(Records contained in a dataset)
►

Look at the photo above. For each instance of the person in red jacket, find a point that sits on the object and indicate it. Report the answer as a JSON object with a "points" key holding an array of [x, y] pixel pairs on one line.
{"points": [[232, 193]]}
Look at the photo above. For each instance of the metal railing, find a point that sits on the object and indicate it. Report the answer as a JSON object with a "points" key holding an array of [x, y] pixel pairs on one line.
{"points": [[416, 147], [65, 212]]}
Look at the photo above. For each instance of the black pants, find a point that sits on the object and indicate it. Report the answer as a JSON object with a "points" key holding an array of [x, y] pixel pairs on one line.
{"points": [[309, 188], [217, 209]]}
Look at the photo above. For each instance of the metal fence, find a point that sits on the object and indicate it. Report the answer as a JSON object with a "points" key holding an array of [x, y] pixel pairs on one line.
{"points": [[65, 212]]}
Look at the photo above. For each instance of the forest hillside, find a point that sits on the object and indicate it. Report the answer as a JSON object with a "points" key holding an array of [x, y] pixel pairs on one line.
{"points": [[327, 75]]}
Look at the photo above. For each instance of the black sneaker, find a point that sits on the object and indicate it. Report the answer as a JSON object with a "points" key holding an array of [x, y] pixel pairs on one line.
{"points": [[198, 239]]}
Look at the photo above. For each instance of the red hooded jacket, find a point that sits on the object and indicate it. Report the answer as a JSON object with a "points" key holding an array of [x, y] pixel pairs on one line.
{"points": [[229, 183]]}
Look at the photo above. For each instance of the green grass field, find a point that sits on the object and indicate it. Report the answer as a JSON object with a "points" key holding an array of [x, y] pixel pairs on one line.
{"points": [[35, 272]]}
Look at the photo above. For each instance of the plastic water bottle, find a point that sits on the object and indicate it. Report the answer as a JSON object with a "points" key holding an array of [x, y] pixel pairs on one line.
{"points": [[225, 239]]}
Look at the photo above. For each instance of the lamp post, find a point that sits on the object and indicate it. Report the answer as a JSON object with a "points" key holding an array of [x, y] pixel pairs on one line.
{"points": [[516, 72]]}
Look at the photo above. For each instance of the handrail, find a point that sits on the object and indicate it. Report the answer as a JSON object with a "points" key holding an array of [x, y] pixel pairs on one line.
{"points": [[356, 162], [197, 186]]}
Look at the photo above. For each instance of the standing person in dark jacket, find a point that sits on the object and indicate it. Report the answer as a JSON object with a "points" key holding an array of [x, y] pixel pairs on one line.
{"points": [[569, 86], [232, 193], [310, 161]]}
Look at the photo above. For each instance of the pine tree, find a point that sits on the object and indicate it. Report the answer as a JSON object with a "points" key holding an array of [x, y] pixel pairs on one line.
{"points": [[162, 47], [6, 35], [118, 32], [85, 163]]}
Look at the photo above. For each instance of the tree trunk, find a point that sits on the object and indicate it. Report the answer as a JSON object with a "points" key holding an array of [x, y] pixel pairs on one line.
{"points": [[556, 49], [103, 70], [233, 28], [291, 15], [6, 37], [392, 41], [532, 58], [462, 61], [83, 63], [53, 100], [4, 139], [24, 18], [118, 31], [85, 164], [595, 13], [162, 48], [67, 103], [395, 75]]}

◄

=== Aim ===
Repeat all the entries word for word.

=== Answer ===
Look at the photo above. For each instance of the person in red jacket, find a point that sits on the object and indicate it. Report the answer as a JSON object with a "points" key holding an array of [x, y] pixel pairs on one line.
{"points": [[232, 193]]}
Look at the photo above. For each instance of the metal railing, find a point that sits on the object and indicate it. Report the answer as a JSON object with a "points" key holding an array of [x, y] pixel pairs on one line.
{"points": [[416, 147], [65, 212]]}
Look at the photo above. For each instance of the black pants, find a point that sits on the object and indicate it. Report the answer as a JSON object with a "points" key holding an array of [x, y] pixel pairs on one line.
{"points": [[309, 188], [217, 209]]}
Look at the photo above. For each instance of the metal fence, find a point that sits on the object and indicate it. Report the answer as a JSON object with a "points" key holding an array of [x, y] pixel pairs on one line.
{"points": [[65, 212]]}
Look at the photo above. For each instance of the forest hillside, find a point that sits on the object and indicate it. Report the answer as a JSON object with a "points" key holding an array of [x, y] pixel pairs on one line.
{"points": [[327, 75]]}
Look at the photo above. For each instance of the black sneaker, find a point that sits on the object and indicate it. Report the answer as a JSON object with a "points" key holding an array of [x, y] pixel pairs on one line.
{"points": [[198, 239]]}
Look at the photo above. For each instance of the red hooded jacket, find a point that sits on the object and indicate it. Report the answer as a JSON object with a "points" key holding an array of [x, y] pixel pairs on one line.
{"points": [[229, 183]]}
Look at the photo above. For each instance of the green grass field, find a point that sits on the object and indicate it. Report the answer as a JSON object with a "points" key holding an array of [x, y] pixel pairs on one line.
{"points": [[35, 272]]}
Look at the photo above. For each instance of the plastic water bottle, find a point that sits on the object and indicate it. Report the answer as a JSON object with a "points" key holding an array of [x, y] pixel pairs on one line.
{"points": [[225, 239]]}
Look at the photo above. For each instance of the lamp post, find a point that sits on the object and indicate it. Report the answer as a JSON object with a "points" key holding an array of [x, y] pixel pairs on one line.
{"points": [[516, 72]]}
Look at the photo above. For each instance of the handrail, find a point that sits on the object and indicate it. Report the answer as a JSON object with a "points" key holding an array of [x, y] pixel pairs on one line.
{"points": [[356, 162], [197, 186]]}
Look at the photo above. For each instance of the standing person in dark jacket, find a point that sits on the object and indicate it. Report the answer as a JSON object with a "points" key holding an array of [x, y] pixel pairs on one line.
{"points": [[569, 86], [232, 193], [310, 161]]}
Look at the photo above. For each instance of the pine tree, find a point that sits on the object and indicate it. Report the answer as a JSON object with a "points" key holding an array of [x, y] pixel pairs on one line.
{"points": [[162, 47], [6, 35], [118, 32], [85, 163]]}
Look at the photo above. For each instance of the tree trunk, find a point that sits on the object and indicate it. Report the answer as a JSON object with a "points" key holding an array of [x, y] pixel pairs on one line.
{"points": [[556, 49], [103, 70], [233, 28], [291, 15], [6, 37], [392, 41], [532, 58], [462, 61], [83, 63], [53, 100], [4, 139], [24, 18], [118, 31], [85, 164], [595, 13], [162, 48], [67, 103], [395, 75]]}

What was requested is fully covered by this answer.